Kief: The third was that deployment. I snuck it in as I was talking around that. There's things like, can people apply concepts of GitOps to infrastructure as code? People talk about infrastructure as data is basically GitOps for infrastructure as code, where you have your infrastructure either within say a Kubernetes cluster or something like that, or a tool similar to that does a control loop. Basically, rather than I'm running a command, Terraform apply, push your changes out to your environment, it's like, well, you put your code somewhere and then something sees how the code has changed, and I'm going to apply that to the environment. Maybe even does a continuous reconciliation on that.
Again, this is one of those areas where there are a lot of different ways to do it and it's not necessarily all that mature, but I think there is this overall thing of, we need to think more about how we deploy infrastructure code, especially if you componentize it. This is more of an emergent thing than a dominant thing in the industry right now, thinking about it much more in a pull way. For application-driven, I talk about application-driven infrastructure, design and deployment. This is where you think about, so what does my application need as an application developer?
How can an application developer specifies the infrastructure I need? Then when the application gets deployed, the right infrastructure is automatically provisioned for the application rather than the old-school way, which is where your infrastructure team builds an environment as a big single thing. There it is. Now application developers can go and figure out how to get their applications running in it. Being much more, I guess, vertical thinking. You could look at it. I think that's one of the big emerging trends.
Ken: Something I'm hearing, and please correct me if I'm wrong, because I know at Thoughtworks we've been talking big A agile for literally decades and that sort of thing, is that just in time isn't good enough for this, that they really do have to plan this and think about it. Am I accurate on that? How does that--
Kief: Just in time and planning for which?
Ken: For infrastructure in general, if you're working on your cat meme app, I can say, here's the user stories that are important, this sprint or whatever, and work on those. I hear you talking about much more deliberate planning with infrastructure as code and thinking about long-term effects and your decisions and that sort of thing. How do you work that into an agile way of working?
Kief: I think the key is, again, it's thinking about those applications or your cat meme application or whatever, what does it need? Especially if you're building that in an agile way, in an incremental way, okay, what are the first iterations of that need? I think this is where it really helps when you have a good communication going between, either the same team has got the people building the applications and infrastructure, or if it is separate teams, they're communicating a lot to where it's like, "Okay, the first iteration, maybe we don't need database storage. We're just going to show how it works and what have you."

-- Parts of the exercise --
a) In the conversation about infrastructure as code, what does Kief say infrastructure as data basically is?
b) Continue the conversation about infrastructure as code from where it stops.

-- Given information --
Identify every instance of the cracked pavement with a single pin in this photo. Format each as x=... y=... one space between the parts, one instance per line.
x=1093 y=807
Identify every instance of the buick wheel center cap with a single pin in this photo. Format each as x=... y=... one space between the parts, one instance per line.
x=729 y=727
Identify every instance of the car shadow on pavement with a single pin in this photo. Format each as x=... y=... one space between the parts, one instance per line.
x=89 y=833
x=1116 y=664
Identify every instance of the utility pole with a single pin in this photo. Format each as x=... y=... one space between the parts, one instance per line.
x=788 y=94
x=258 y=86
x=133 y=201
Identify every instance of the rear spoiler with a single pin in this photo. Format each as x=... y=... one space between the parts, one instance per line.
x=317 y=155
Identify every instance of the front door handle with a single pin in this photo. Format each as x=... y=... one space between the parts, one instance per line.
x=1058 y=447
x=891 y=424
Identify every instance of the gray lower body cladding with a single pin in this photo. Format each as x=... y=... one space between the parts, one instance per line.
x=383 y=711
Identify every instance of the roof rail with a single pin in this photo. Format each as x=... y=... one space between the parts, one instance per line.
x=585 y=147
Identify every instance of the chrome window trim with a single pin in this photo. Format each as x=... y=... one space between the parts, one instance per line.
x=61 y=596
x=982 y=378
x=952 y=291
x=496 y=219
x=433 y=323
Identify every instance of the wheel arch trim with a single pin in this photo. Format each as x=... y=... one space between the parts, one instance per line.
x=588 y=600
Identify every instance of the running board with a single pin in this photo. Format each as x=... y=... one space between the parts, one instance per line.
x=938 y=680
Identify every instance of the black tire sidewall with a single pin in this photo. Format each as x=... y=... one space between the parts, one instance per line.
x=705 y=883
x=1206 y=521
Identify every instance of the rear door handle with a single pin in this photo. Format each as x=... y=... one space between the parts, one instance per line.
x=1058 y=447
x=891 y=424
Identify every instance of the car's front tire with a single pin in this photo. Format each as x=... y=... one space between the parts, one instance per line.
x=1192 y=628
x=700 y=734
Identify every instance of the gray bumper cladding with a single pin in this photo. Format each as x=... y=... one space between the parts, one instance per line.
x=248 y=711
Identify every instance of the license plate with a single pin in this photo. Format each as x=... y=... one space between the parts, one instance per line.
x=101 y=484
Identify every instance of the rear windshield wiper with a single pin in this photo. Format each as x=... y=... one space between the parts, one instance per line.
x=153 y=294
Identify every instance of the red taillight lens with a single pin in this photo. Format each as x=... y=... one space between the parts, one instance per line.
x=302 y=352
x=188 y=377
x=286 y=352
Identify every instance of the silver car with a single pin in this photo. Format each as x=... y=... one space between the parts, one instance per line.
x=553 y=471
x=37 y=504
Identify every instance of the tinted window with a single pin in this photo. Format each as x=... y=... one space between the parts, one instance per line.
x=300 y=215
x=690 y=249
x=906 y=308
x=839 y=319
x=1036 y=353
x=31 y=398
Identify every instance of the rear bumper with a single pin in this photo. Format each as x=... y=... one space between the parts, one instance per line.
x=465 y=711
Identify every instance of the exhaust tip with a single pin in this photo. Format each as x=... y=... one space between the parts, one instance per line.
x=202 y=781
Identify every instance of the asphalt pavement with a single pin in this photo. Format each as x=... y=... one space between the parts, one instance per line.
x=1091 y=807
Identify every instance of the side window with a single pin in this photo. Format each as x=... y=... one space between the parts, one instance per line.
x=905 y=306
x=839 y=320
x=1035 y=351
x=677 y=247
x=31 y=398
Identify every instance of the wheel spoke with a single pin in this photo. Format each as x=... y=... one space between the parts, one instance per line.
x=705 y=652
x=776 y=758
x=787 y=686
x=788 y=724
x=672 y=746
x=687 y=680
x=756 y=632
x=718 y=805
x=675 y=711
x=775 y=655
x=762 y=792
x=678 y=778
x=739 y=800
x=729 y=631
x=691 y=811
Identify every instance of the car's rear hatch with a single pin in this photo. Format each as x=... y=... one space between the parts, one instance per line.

-- Expected outputs --
a) It is basically GitOps for infrastructure as code.

b)
You don't have to build all the infrastructure upfront that you're going to need at the end, but what's the infrastructure we need right now for the first iteration of the software? Then even where you do start building things like say a database or what have you, maybe you can increase the fidelity as you go. One example I like to use is monitoring systems. You can say, "We're going to deploy and run our own Prometheus clusters, and we're going to have in our elk stack or what have you for log management and all these kinds of groovy things." It's like, "That's a lot of work to build. Maybe the first iteration, we just use what comes out from the cloud provider. We use CloudWatch and things like that. Then iterate over time and build that up."
I think that's part of how you get the agile approach to it. You don't have to think about the full infrastructure and have it all fully designed and built before you can even start, deploying your simple versions of your application, if that makes sense.
Ken: Yes. Shifting gears a little bit, I'm going to put you on the spot just a tad. What's next? This is the third edition. What didn't make the third edition? What's in the fourth edition? No, I don't mean to scare you. What have you done for me lately, Kief? No, not that. What are the things that are on the bleeding edge that you didn't want to put in a book yet but that people should be thinking about?
Kief: Yes. I actually touched a little bit on it, where I talk about types of infrastructures, code, and so on. Then I think there's some interesting things going on that'll be interesting to see where they end up. It's one of those where it's like in a couple of years' time, you may look back on what I wrote in the book and say, "Well, wow, that didn't hit. That's disappeared." One is, there's infrastructure from code. This is the idea that in your application code, maybe make annotations or references to whatever.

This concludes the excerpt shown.